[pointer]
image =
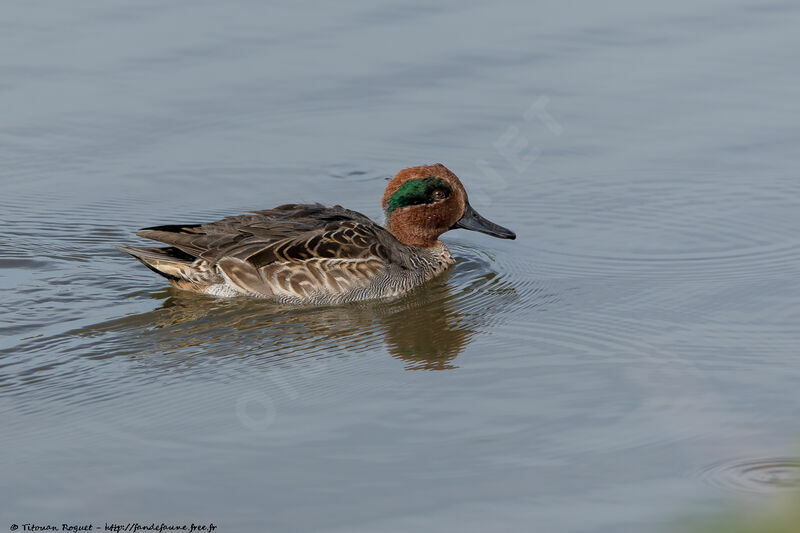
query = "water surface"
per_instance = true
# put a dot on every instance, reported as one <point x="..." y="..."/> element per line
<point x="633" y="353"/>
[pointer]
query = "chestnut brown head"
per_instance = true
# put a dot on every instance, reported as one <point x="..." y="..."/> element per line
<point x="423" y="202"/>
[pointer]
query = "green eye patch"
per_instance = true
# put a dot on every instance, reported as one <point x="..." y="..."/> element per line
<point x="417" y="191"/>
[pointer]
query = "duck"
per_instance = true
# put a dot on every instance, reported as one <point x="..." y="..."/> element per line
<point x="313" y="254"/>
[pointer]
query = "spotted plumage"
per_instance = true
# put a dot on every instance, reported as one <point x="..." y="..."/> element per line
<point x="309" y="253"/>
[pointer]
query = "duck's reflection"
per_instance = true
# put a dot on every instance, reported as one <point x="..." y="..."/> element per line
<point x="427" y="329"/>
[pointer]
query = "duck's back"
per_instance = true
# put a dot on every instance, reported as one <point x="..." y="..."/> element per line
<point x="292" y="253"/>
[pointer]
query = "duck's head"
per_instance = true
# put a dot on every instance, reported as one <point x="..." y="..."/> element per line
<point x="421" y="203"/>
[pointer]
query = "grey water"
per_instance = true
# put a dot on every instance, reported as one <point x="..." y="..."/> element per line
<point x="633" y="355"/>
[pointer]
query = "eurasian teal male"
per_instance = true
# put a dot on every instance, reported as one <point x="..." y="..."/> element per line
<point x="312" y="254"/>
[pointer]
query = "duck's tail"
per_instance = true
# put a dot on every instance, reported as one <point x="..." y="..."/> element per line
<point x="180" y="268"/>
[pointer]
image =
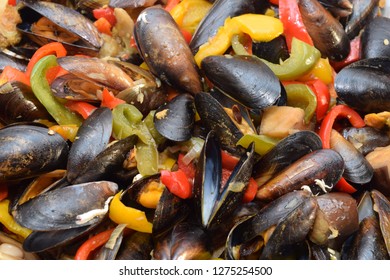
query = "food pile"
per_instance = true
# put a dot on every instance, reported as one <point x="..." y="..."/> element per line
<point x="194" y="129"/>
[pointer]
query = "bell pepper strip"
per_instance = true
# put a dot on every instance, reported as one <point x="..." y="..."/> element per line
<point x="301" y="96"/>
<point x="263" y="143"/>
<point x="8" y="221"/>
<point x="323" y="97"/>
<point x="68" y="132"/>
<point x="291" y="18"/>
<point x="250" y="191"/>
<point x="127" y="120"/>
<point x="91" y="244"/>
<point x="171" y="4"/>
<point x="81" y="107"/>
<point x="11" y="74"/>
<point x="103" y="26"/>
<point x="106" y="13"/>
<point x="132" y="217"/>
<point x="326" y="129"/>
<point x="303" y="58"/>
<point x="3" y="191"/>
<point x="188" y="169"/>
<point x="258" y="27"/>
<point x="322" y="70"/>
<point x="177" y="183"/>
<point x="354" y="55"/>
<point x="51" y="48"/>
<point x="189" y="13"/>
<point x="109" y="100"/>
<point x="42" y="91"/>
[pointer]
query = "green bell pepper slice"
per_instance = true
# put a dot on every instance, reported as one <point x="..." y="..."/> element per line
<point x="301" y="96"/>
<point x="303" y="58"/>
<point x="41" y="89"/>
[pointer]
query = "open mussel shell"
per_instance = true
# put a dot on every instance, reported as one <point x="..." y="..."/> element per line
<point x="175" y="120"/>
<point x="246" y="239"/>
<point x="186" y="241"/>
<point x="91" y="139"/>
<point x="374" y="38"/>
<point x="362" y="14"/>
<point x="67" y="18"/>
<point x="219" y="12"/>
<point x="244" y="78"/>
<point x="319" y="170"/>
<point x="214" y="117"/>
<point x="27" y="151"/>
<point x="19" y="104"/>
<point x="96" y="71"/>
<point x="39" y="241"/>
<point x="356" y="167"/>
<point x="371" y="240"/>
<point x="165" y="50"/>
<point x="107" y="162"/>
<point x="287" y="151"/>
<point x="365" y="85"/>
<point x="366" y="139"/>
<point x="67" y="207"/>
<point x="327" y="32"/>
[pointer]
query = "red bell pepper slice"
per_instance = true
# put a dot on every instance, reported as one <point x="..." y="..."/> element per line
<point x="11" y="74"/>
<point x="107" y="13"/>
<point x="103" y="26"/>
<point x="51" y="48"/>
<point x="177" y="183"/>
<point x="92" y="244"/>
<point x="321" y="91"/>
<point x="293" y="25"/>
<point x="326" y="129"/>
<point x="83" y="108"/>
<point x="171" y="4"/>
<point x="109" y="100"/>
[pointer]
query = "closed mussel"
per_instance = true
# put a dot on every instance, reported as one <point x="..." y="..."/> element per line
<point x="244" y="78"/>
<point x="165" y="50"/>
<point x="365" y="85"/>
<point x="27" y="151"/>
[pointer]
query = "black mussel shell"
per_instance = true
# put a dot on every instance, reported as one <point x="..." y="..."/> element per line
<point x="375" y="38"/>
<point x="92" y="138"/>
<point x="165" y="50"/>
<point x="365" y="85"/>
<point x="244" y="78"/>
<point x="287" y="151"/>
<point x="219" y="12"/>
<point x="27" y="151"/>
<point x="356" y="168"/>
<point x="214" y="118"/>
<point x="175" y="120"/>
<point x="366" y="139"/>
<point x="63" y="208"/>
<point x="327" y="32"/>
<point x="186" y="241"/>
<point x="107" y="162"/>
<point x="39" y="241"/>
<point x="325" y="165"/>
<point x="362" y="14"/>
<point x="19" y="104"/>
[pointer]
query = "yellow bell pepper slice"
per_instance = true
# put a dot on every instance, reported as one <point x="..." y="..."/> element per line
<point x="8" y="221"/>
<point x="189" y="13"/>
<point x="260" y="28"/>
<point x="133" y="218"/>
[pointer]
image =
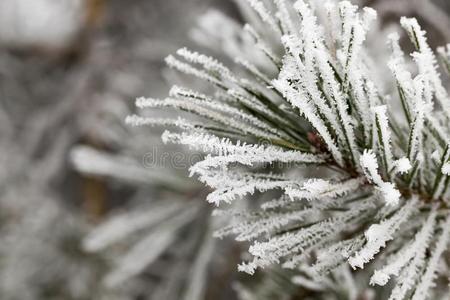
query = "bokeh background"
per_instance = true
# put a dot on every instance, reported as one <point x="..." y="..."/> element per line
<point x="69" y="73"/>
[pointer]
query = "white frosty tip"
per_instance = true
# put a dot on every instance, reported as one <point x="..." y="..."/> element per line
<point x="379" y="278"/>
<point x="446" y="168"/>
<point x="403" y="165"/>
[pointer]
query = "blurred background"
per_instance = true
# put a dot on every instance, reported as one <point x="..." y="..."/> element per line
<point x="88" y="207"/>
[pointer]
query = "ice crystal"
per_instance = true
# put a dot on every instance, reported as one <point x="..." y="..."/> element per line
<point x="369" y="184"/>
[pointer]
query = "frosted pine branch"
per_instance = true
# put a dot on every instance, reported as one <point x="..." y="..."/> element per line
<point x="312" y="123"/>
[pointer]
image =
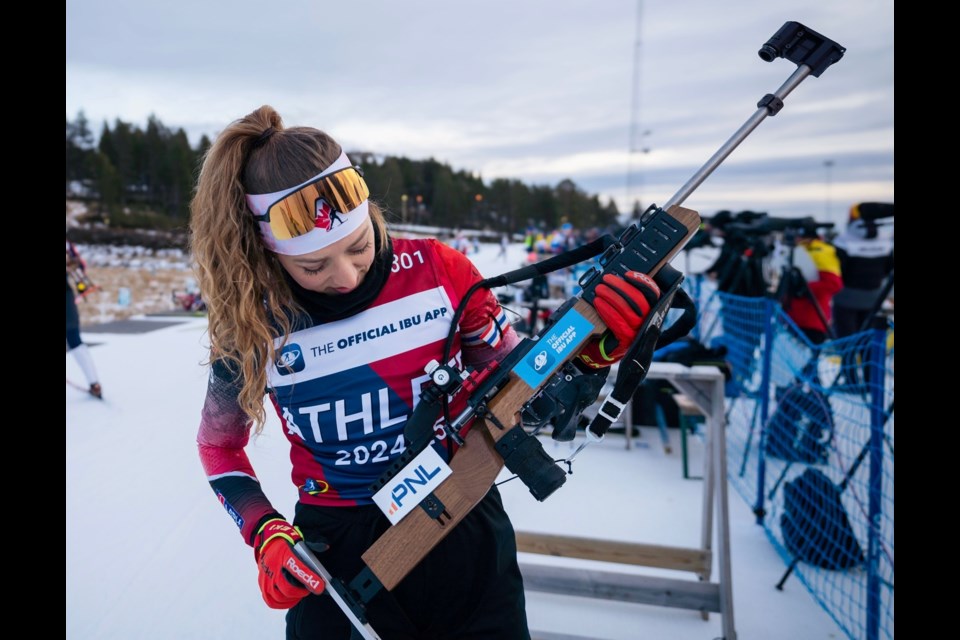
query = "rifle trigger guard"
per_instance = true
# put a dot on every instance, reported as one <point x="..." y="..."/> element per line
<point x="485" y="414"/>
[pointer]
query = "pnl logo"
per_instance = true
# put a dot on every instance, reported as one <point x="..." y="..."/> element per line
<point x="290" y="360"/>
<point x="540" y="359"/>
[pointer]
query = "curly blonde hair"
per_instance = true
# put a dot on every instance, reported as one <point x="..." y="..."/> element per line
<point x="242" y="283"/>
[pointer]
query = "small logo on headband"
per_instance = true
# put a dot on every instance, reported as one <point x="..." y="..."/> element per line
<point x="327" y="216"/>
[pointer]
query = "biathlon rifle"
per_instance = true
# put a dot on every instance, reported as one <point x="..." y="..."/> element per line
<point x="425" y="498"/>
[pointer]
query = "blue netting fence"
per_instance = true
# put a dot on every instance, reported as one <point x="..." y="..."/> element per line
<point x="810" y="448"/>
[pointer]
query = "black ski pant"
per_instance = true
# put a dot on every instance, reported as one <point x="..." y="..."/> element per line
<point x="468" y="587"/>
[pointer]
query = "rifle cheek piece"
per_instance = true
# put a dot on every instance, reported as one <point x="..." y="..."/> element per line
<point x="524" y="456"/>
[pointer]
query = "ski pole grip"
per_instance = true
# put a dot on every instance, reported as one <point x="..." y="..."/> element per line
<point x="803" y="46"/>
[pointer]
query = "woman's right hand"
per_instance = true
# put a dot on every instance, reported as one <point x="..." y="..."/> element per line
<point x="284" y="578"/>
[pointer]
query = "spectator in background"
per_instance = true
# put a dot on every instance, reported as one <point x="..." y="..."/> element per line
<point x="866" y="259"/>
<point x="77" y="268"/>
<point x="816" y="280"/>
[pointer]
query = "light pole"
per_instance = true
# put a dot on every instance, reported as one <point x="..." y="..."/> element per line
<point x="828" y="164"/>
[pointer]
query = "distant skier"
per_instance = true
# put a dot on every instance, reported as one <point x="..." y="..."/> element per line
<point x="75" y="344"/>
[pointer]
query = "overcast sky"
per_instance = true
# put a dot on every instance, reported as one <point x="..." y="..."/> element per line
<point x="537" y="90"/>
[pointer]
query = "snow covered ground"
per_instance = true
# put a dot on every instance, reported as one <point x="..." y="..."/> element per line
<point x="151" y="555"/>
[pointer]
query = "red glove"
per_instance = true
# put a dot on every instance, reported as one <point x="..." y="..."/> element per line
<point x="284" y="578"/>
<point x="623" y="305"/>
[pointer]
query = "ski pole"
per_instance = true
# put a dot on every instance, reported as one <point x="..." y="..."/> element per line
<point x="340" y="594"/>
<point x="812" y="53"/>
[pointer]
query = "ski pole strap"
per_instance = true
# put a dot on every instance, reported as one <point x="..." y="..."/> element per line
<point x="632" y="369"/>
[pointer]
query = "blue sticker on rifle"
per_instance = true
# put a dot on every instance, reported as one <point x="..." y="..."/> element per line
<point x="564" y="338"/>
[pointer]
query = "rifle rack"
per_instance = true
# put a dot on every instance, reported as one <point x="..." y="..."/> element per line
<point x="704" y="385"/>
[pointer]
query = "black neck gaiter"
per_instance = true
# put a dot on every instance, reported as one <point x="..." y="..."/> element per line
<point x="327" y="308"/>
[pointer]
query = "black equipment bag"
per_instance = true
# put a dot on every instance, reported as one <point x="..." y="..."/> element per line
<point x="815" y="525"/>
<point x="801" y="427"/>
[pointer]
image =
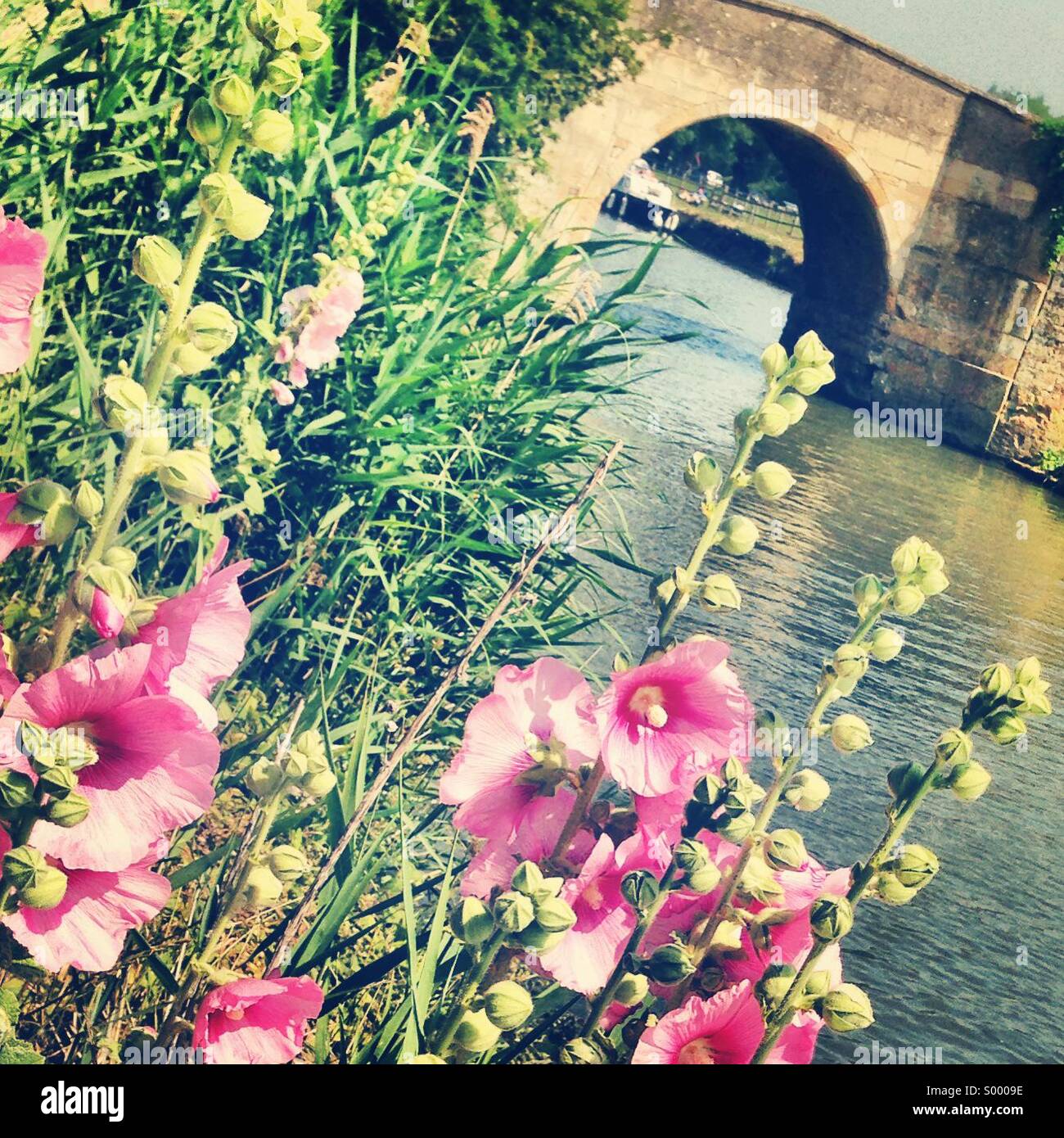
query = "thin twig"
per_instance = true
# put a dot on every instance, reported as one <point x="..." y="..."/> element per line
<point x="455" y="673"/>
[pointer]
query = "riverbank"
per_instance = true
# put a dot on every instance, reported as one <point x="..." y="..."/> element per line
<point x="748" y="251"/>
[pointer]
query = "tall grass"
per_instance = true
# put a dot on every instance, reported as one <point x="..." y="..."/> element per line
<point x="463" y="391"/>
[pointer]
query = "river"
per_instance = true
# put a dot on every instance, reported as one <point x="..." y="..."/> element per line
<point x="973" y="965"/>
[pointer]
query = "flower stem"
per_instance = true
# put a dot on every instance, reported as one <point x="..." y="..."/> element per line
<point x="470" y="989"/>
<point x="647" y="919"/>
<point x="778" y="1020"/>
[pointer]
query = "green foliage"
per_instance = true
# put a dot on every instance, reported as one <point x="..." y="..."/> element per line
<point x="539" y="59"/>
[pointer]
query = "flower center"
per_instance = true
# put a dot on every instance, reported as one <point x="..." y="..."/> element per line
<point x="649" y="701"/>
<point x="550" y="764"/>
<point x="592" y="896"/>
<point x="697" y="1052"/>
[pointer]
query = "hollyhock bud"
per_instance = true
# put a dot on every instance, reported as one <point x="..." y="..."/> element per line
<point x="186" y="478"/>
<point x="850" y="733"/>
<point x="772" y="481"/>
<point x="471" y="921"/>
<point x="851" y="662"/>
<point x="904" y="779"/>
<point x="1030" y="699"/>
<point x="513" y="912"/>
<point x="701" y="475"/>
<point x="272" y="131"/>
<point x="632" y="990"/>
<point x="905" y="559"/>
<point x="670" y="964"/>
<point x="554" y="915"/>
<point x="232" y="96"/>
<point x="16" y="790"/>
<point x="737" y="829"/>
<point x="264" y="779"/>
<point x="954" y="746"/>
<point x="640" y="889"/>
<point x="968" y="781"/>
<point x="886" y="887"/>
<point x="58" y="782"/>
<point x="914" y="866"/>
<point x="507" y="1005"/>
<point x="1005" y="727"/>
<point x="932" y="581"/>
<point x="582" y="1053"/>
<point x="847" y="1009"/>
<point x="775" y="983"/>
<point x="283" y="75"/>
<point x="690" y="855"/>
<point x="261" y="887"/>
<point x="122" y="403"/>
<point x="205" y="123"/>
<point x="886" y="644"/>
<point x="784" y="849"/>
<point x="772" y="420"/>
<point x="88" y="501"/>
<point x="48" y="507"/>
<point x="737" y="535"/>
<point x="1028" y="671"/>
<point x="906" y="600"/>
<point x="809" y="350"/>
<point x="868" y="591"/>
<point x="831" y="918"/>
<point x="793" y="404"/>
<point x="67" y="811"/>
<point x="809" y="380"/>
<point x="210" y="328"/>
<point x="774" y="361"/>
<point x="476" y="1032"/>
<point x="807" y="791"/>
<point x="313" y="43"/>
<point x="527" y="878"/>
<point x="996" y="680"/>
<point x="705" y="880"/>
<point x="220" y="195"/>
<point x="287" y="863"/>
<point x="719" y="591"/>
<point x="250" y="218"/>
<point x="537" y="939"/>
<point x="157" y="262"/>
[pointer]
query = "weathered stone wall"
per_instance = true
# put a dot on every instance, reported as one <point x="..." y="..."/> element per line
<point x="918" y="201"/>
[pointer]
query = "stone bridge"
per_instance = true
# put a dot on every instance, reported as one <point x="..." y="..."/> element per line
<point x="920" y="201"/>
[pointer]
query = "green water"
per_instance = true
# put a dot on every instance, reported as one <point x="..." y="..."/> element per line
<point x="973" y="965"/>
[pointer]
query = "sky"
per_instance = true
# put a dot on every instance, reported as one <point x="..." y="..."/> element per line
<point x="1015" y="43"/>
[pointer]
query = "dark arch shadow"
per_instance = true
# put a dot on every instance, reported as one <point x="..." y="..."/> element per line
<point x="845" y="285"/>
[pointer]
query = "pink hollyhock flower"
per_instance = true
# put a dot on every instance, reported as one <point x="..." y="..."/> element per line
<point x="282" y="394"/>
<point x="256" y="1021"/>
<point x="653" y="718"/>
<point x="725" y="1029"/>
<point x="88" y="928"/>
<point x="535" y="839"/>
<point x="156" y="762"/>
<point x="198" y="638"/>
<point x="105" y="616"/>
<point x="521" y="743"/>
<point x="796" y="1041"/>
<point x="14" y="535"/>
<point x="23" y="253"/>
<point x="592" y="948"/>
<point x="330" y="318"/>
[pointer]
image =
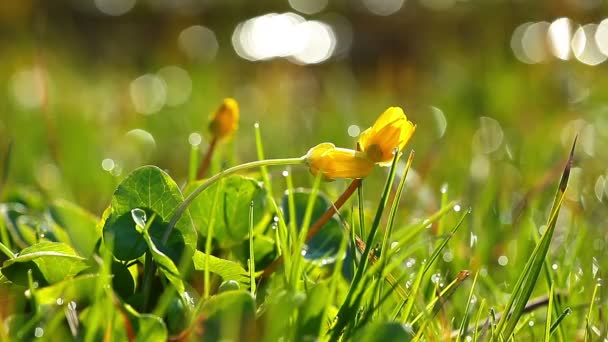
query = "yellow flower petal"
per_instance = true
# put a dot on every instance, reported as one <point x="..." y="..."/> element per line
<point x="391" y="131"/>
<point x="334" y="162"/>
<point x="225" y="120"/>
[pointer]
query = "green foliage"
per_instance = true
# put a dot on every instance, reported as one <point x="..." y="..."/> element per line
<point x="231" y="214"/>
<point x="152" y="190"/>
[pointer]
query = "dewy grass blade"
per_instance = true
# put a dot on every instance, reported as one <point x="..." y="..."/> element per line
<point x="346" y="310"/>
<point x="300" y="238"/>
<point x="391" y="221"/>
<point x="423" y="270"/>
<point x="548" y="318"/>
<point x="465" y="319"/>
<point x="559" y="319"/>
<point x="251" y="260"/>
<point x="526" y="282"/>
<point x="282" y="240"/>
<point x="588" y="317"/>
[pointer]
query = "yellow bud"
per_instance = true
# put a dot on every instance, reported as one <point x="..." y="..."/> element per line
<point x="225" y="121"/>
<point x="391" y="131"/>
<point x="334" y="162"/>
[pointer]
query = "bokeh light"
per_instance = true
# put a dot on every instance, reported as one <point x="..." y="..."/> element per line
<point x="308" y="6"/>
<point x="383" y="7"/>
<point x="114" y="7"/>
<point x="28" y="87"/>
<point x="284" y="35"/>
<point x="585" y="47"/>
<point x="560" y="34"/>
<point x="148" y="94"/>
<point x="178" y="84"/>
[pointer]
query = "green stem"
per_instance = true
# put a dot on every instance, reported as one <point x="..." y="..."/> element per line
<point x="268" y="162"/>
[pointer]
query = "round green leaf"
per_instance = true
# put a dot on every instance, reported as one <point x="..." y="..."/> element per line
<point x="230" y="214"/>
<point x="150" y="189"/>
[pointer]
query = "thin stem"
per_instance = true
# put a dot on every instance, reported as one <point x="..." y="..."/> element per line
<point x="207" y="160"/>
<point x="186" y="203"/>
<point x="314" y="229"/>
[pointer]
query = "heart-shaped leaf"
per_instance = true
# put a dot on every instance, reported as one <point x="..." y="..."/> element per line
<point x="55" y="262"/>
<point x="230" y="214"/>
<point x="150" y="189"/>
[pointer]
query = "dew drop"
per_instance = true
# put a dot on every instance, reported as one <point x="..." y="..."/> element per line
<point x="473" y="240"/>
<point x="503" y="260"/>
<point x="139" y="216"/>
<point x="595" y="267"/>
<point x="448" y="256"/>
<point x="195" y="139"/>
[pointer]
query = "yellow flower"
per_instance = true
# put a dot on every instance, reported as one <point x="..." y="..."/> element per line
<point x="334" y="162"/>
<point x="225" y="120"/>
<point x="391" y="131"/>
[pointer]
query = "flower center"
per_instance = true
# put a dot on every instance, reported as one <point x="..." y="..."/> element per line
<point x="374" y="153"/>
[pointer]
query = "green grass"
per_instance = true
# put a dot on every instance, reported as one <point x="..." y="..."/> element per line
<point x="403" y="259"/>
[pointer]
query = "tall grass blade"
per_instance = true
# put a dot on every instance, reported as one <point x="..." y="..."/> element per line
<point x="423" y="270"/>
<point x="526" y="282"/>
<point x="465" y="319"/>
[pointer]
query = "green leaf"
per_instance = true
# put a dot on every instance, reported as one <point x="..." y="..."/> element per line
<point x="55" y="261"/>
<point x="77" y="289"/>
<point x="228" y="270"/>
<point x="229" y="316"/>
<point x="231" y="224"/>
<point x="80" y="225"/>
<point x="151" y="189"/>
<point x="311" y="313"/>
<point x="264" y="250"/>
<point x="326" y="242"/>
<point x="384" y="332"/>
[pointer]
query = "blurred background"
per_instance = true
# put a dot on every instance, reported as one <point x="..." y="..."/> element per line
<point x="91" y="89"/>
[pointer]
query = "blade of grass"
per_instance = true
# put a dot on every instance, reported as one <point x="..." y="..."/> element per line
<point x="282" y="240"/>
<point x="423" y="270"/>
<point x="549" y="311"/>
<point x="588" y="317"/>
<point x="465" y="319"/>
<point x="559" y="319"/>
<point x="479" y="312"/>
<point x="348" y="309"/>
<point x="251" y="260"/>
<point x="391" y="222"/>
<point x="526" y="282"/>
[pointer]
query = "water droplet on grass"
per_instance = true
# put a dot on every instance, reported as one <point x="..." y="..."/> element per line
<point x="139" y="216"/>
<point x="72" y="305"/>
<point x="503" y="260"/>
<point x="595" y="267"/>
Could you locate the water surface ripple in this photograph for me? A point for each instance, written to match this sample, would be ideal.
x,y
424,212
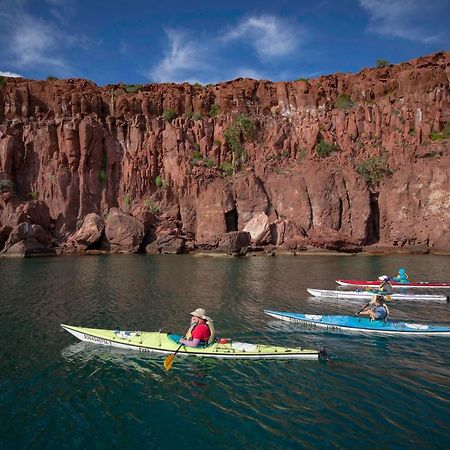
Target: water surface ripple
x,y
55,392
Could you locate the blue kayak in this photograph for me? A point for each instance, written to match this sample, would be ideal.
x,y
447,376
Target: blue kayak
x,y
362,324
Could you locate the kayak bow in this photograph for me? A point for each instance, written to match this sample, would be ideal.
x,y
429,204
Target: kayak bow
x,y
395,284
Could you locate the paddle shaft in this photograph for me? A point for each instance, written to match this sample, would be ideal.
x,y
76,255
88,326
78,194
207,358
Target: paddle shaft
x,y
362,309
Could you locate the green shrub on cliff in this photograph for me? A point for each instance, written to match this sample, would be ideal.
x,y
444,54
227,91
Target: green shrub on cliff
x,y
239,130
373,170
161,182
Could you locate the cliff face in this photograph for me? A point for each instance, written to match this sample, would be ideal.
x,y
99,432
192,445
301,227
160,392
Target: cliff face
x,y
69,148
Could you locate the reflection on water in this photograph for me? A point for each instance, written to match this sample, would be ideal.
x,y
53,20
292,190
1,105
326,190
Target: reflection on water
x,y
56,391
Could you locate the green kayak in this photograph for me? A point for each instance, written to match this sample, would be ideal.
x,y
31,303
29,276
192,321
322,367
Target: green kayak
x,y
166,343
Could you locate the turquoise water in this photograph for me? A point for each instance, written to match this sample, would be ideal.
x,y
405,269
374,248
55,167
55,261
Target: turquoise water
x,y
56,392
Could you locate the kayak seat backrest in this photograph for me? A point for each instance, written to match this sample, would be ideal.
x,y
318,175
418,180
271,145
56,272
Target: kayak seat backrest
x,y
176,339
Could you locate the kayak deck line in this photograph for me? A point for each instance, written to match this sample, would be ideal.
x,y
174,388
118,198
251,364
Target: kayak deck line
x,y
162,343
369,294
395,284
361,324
_ _ _ _ _
* [Instructions for the task] Repeat only the stretch of lines starting at the one containing "Could you locate the kayak seat" and running to the final line of the entries above.

* [Written answer]
Could you locate the kayak seat backrest in this photograph for me? A point for each instance, written to match this sample, would be ideal.
x,y
318,175
418,180
271,145
56,272
Target: kayak seat backrest
x,y
176,339
Could you locate the kayak deck line in this photograph for me? A point for each instance, written to match this sample, would be ideal.
x,y
174,388
118,198
251,364
Target: kayak deck line
x,y
162,343
369,294
395,284
361,324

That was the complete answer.